> [Excerpt]:
>>>

You've done a number of other roles in football, how have they prepared you for management?
I think spending time delivering sessions to many thousands of players over the last 16 years prepares you well for working with a new group.  Whoever you coach you have to earn their respect and give them what they need to improve and perform. Also having worked in strength and conditioning, scouting, coaching and business has given me a broad range of experiences which help when you have to cover a lot as a head coach of a small budget club.

Do you think the club can achieve promotion next season?  
Yes and that is what we are aiming for.  

The infrastructure of clubs varies hugely, how is Jaro looking below the first team?
There are many juniors playing and for the size of town and club they compete well in Finland. The ultimate success being the number of players making it through to play for the first team.

Jaro have a good recent history of bringing through young players (Öst, Eremenko, Atakayi, Skrabb etc), any more on the production line?

<<<

> [To do]: Write out the part of the football coaching interview that begins at the words "I think spending" and stops after "the first team?", word for word.

> [Entries]:
>>>

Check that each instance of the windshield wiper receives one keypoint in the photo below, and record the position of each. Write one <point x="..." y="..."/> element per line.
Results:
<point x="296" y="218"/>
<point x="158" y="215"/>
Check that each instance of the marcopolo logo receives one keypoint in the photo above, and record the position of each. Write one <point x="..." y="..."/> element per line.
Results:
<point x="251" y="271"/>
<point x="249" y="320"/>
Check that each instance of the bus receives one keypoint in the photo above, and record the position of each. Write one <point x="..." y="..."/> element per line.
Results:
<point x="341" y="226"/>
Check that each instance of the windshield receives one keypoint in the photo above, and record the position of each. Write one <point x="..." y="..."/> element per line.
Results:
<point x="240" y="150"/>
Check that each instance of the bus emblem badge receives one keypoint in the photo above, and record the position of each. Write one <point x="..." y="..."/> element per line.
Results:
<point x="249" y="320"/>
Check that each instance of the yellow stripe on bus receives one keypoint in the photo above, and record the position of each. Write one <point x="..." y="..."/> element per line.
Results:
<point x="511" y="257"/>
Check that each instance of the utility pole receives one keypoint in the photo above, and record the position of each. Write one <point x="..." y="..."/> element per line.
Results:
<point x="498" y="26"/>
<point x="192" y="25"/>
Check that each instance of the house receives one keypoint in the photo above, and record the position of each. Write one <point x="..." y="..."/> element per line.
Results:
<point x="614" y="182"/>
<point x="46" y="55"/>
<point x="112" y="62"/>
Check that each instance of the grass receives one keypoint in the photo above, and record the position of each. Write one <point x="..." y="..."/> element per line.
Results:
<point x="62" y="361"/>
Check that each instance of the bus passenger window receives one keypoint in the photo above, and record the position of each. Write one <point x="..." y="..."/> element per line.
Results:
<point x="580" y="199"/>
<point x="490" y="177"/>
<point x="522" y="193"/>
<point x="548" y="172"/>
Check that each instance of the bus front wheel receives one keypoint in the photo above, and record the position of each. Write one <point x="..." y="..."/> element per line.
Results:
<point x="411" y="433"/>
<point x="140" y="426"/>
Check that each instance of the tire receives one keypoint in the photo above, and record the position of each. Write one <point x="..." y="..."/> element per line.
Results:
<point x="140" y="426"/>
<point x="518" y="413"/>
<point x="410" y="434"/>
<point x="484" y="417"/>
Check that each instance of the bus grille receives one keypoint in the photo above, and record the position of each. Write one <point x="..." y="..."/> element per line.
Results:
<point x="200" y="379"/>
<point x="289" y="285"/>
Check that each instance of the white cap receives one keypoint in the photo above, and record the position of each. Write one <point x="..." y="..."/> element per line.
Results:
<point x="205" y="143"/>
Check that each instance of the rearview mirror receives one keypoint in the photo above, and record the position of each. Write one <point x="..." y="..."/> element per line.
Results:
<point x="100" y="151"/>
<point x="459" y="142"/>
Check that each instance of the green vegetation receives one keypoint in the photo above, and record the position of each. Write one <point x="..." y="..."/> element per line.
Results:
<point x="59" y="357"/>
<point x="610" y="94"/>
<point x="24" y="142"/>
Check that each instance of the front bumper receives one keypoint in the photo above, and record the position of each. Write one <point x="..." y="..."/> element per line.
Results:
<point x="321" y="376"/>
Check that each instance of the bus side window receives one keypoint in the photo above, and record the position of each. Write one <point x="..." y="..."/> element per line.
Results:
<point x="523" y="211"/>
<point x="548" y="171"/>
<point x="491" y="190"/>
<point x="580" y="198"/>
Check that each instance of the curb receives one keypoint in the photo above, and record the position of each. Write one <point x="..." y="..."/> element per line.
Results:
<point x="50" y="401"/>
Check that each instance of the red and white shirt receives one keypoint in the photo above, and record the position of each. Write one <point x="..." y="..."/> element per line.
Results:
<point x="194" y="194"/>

<<<

> [Reply]:
I think spending time delivering sessions to many thousands of players over the last 16 years prepares you well for working with a new group.  Whoever you coach you have to earn their respect and give them what they need to improve and perform. Also having worked in strength and conditioning, scouting, coaching and business has given me a broad range of experiences which help when you have to cover a lot as a head coach of a small budget club.

Do you think the club can achieve promotion next season?  
Yes and that is what we are aiming for.  

The infrastructure of clubs varies hugely, how is Jaro looking below the first team?